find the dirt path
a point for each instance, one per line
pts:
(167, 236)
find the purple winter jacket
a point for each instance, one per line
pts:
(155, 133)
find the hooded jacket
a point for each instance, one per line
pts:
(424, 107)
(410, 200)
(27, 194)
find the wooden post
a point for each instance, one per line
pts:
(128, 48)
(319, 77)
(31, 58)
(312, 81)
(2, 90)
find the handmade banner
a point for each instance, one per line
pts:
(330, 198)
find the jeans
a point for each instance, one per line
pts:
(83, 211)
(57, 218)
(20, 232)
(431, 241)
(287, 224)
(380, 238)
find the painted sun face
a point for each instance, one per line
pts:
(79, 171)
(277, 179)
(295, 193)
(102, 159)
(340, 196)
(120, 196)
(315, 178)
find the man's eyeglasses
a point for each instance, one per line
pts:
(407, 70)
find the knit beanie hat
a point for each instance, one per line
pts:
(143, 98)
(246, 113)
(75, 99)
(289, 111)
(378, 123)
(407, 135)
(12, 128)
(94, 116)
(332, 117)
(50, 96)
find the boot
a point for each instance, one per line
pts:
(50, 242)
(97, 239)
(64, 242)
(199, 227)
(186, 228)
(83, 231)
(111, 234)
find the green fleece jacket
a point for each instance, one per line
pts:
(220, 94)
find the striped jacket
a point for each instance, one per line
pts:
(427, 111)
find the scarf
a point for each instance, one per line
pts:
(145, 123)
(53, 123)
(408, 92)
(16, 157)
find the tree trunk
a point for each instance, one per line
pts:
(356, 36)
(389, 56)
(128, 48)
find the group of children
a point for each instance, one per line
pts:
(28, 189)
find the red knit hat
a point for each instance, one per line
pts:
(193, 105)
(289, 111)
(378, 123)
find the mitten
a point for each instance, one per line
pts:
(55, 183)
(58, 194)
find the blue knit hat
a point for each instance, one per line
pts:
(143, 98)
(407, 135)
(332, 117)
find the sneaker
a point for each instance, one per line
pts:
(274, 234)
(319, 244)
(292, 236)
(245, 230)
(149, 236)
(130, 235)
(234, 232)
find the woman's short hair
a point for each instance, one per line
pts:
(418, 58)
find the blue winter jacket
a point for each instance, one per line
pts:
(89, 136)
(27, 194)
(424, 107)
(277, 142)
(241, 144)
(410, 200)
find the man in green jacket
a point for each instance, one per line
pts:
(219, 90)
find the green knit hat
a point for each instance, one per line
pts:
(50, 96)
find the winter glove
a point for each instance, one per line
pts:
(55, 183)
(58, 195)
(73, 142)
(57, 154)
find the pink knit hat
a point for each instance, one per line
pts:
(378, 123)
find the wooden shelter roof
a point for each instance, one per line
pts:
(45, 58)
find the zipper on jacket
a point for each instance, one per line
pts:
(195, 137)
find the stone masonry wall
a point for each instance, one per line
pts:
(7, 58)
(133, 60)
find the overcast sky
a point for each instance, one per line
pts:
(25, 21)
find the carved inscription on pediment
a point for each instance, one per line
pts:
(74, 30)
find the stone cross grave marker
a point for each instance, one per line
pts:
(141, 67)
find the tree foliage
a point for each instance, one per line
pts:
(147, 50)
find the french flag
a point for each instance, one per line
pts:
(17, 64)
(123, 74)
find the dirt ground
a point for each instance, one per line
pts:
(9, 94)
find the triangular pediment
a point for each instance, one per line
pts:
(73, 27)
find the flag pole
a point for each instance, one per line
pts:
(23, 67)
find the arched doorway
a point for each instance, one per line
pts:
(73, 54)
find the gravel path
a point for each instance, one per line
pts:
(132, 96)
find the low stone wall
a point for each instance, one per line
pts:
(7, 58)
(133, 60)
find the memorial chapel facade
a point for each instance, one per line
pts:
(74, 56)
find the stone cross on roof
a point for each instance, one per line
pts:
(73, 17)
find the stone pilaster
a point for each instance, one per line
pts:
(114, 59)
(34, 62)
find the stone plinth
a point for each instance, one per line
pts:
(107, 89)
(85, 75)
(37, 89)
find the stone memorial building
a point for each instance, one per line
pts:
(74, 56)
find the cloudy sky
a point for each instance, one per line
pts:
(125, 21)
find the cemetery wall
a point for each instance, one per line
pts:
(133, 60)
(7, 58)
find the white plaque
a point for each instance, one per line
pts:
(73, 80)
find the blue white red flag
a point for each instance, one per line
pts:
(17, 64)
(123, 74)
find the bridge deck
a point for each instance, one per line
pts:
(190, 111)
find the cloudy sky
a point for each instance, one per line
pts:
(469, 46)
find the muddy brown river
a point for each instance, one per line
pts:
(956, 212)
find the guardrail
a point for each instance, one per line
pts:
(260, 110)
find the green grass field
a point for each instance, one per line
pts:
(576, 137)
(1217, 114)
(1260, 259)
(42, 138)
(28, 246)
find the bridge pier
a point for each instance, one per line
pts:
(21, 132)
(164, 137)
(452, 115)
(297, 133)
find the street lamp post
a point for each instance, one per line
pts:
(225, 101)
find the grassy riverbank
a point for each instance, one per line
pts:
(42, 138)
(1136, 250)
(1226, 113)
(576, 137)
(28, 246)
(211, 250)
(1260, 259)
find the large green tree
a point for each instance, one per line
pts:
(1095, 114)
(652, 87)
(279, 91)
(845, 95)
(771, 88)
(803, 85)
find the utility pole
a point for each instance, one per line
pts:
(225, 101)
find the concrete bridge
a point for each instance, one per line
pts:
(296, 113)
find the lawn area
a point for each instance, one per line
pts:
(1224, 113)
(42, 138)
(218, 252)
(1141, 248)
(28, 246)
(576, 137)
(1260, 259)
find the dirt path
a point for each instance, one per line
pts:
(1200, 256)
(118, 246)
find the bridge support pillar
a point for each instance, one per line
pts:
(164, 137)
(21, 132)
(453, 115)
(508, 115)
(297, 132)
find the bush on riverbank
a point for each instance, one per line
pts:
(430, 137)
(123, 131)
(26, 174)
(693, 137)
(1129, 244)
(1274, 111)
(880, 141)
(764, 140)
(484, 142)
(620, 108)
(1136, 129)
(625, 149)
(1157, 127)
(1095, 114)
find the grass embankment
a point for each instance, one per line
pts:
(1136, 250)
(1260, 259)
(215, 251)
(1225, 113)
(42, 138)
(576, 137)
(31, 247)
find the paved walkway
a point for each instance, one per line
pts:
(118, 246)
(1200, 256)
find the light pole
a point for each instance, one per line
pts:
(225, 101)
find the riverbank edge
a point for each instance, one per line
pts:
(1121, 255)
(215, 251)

· · · · ·

(THE PROBLEM)
Convert the lines above, starting at the line containing "find the muddy brown river" and ending at the last line of the entries, into a Markdown table with a "Row" column giving each row's number and a "Text" column holding the line, skipping any blank lines.

(FINAL ANSWER)
| Row | Text |
|---|---|
| 1 | find the muddy brown river |
| 2 | a point for each instance, one per line |
| 3 | pts: |
| 4 | (956, 212) |
| 5 | find the guardrail |
| 6 | a point for each instance, one per line |
| 7 | pts: |
| 8 | (260, 110) |
| 9 | find the green grass field |
| 10 | a point for each instance, one per line |
| 11 | pts: |
| 12 | (576, 137) |
| 13 | (1217, 114) |
| 14 | (1260, 259) |
| 15 | (42, 138) |
| 16 | (28, 246) |
| 17 | find the bridge pier |
| 18 | a point for each instance, one per line |
| 19 | pts: |
| 20 | (21, 132) |
| 21 | (164, 137) |
| 22 | (452, 115) |
| 23 | (297, 133) |
| 24 | find the street lamp post |
| 25 | a point for each instance, one per line |
| 26 | pts: |
| 27 | (225, 101) |
| 28 | find the grassy riverbank |
| 29 | a point for each instance, one per line |
| 30 | pts: |
| 31 | (42, 138) |
| 32 | (1136, 250) |
| 33 | (1226, 113) |
| 34 | (576, 137) |
| 35 | (28, 246) |
| 36 | (211, 250) |
| 37 | (1260, 259) |
| 38 | find the large green tree |
| 39 | a point for each instance, one per line |
| 40 | pts: |
| 41 | (1095, 114) |
| 42 | (652, 87) |
| 43 | (279, 91) |
| 44 | (845, 95) |
| 45 | (771, 88) |
| 46 | (803, 85) |
| 47 | find the utility pole |
| 48 | a point for each instance, one per line |
| 49 | pts: |
| 50 | (225, 101) |
| 51 | find the concrete bridge |
| 52 | a point for each instance, one per line |
| 53 | pts: |
| 54 | (296, 113) |
| 55 | find the lawn area |
| 56 | a point for each instance, one per line |
| 57 | pts: |
| 58 | (1224, 113) |
| 59 | (42, 138) |
| 60 | (218, 252) |
| 61 | (1141, 248) |
| 62 | (28, 246) |
| 63 | (576, 137) |
| 64 | (1260, 259) |
| 65 | find the dirt path |
| 66 | a point for each instance, one per line |
| 67 | pts: |
| 68 | (1200, 256) |
| 69 | (118, 246) |
| 70 | find the bridge support pillar |
| 71 | a point for each instance, one per line |
| 72 | pts: |
| 73 | (164, 137) |
| 74 | (21, 132) |
| 75 | (453, 115) |
| 76 | (508, 115) |
| 77 | (297, 132) |
| 78 | find the bush on riverbank |
| 79 | a point for each instance, one per line |
| 80 | pts: |
| 81 | (430, 137) |
| 82 | (123, 131) |
| 83 | (26, 174) |
| 84 | (693, 137) |
| 85 | (1129, 244) |
| 86 | (1274, 111) |
| 87 | (880, 141) |
| 88 | (764, 140) |
| 89 | (484, 142) |
| 90 | (620, 108) |
| 91 | (1136, 129) |
| 92 | (625, 149) |
| 93 | (1157, 127) |
| 94 | (1095, 114) |
| 95 | find the grass embankment |
| 96 | a point for each instance, one per line |
| 97 | pts: |
| 98 | (1136, 250) |
| 99 | (1260, 259) |
| 100 | (215, 251) |
| 101 | (1225, 113) |
| 102 | (42, 138) |
| 103 | (576, 137) |
| 104 | (31, 247) |
| 105 | find the paved walkway |
| 106 | a point for each instance, one per line |
| 107 | pts: |
| 108 | (118, 246) |
| 109 | (1200, 256) |
| 110 | find the light pole |
| 111 | a point for each instance, one per line |
| 112 | pts: |
| 113 | (225, 101) |
| 114 | find the riverbank edge |
| 115 | a point for each instance, one per line |
| 116 | pts: |
| 117 | (1121, 255) |
| 118 | (215, 251) |